## Extracted text
━━━━

The Company agrees that it shall indemnify and hold harmless Executive in connection with legal proceedings seeking to impose liability on Executive in such Executive’s capacity as a director, officer or employee of the Companies to the fullest extent permitted under the Company’s Amended and Restated Certificate of Incorporation and Amended and Restated Bylaws. In furtherance thereof, the Company and Executive each agree to execute and deliver an Indemnification Agreement by and between the Company and Executive, attached hereto as Exhibit A and incorporated herein by reference, concurrently with the execution and delivery of this Agreement. To the extent any provision set forth in the Indemnification Agreement is in conflict with any provision set forth in this Agreement, the provision set forth in the Indemnification Agreement shall govern. Further, Executive shall be entitled to coverage under the Directors and Officers Liability Insurance program to the same extent as other senior executives of the Companies.

11.Complete Agreement.

This Agreement constitutes the full understanding and entire employment agreement of the parties, and supersedes and is in lieu of any and all other understandings or agreements between the Company and Executive. Nothing herein is intended to limit any rights or duties Executive has under the terms of any applicable incentive compensation, benefit plan or other similar agreements.

12.Disputes.

━━━━

## Stated task
According to the employment agreement excerpt, which document's provision governs when it conflicts with a provision of the Agreement itself?

[Dataset rows]
━━━━

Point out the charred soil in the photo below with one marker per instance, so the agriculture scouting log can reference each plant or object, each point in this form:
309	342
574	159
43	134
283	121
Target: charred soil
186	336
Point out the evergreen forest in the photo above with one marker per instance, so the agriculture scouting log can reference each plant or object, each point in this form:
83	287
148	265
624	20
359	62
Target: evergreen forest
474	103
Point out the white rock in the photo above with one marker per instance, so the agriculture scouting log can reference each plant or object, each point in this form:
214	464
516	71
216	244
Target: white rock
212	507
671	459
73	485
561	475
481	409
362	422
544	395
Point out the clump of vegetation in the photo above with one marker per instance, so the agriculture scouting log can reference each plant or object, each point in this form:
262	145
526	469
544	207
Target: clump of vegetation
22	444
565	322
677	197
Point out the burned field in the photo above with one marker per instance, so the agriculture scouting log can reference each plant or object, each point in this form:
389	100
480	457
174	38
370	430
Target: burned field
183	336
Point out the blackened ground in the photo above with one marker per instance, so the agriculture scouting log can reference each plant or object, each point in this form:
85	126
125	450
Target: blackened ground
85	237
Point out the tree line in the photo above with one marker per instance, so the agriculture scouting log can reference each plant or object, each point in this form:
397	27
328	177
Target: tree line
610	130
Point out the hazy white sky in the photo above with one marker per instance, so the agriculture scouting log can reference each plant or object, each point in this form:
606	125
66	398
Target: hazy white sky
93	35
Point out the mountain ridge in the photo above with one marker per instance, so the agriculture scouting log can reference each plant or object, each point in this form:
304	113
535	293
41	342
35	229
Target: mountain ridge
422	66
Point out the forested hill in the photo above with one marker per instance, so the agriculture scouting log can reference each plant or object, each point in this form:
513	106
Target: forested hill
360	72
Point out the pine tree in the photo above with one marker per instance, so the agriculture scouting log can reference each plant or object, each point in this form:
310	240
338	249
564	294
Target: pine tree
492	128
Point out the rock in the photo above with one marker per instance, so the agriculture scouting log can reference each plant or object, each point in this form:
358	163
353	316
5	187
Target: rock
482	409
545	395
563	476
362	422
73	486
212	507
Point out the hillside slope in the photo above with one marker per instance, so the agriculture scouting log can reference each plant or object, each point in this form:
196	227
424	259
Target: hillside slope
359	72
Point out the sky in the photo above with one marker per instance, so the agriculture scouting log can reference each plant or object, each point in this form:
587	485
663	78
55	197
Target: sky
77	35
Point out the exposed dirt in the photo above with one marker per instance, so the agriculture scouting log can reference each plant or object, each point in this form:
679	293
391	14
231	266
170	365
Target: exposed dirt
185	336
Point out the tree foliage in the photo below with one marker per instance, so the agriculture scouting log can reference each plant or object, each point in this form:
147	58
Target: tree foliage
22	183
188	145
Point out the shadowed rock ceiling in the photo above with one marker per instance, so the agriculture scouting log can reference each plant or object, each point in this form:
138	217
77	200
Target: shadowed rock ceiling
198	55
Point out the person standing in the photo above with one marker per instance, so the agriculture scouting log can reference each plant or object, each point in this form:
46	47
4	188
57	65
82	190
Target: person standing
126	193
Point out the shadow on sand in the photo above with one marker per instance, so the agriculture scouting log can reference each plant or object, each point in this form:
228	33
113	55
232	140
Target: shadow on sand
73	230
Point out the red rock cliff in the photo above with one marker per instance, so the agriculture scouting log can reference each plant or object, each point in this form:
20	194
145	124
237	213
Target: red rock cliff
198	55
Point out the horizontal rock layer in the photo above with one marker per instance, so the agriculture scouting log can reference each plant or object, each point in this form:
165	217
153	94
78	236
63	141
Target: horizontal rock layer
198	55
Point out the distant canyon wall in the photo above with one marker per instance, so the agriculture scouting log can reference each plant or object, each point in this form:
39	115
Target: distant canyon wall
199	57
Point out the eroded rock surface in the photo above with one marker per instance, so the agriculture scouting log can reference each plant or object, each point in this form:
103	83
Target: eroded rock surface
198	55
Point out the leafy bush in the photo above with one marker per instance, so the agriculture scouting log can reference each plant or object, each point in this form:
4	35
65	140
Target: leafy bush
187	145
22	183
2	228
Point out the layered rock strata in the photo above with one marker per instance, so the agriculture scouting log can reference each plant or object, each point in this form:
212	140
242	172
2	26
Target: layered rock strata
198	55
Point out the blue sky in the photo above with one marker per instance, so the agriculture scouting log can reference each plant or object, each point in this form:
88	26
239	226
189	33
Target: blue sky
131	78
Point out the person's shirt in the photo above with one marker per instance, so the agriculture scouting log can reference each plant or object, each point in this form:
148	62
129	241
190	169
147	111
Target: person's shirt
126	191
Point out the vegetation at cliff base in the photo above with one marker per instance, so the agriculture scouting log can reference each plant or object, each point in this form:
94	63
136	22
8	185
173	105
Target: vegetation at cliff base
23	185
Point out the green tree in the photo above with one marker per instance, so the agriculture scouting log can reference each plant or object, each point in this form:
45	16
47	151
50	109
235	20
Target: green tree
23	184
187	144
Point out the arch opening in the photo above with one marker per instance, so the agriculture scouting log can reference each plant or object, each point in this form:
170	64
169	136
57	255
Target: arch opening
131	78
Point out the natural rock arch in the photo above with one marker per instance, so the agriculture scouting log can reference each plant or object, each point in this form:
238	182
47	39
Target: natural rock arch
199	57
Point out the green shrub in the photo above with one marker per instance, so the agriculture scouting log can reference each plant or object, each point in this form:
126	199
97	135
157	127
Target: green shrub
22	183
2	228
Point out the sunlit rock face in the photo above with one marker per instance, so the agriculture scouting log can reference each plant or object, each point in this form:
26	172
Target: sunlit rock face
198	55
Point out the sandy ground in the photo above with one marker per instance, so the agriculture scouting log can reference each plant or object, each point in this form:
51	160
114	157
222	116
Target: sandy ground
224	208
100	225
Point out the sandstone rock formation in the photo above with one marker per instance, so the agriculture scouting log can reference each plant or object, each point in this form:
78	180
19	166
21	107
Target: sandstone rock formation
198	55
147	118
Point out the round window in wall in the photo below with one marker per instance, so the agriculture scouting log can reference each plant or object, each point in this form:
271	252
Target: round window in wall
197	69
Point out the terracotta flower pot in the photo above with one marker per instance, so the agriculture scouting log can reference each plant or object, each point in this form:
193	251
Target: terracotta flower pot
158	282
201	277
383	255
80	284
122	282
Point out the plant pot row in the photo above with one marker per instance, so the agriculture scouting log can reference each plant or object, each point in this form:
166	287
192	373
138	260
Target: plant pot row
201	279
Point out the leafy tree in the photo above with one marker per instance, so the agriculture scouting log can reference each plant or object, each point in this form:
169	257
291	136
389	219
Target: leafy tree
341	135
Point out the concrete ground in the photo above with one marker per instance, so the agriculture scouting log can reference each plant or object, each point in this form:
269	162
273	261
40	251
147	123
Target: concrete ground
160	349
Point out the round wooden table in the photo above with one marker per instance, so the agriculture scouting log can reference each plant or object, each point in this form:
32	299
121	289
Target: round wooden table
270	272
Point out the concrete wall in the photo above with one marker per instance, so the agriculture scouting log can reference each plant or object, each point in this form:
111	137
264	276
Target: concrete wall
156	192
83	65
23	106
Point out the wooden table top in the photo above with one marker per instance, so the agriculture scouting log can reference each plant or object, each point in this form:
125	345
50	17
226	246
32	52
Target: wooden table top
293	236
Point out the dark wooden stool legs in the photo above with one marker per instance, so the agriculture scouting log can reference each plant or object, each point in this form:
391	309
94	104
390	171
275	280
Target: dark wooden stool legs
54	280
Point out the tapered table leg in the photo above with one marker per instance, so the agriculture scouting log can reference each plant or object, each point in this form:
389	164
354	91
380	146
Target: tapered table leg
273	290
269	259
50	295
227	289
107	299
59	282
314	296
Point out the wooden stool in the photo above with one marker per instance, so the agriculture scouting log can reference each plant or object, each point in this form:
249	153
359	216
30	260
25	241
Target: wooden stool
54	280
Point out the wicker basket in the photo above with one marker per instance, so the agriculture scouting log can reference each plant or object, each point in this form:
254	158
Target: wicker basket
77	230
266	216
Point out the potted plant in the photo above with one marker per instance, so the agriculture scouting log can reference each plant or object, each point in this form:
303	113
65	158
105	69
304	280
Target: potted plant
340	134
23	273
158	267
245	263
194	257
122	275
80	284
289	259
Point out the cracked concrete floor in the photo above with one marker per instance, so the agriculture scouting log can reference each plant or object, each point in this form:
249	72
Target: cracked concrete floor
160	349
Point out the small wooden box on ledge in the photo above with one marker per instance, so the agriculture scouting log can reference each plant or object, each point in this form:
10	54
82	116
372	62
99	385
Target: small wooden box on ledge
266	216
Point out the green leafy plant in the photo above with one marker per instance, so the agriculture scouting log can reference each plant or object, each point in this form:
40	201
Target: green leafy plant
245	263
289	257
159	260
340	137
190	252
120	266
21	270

━━━━

## Response below
The Indemnification Agreement.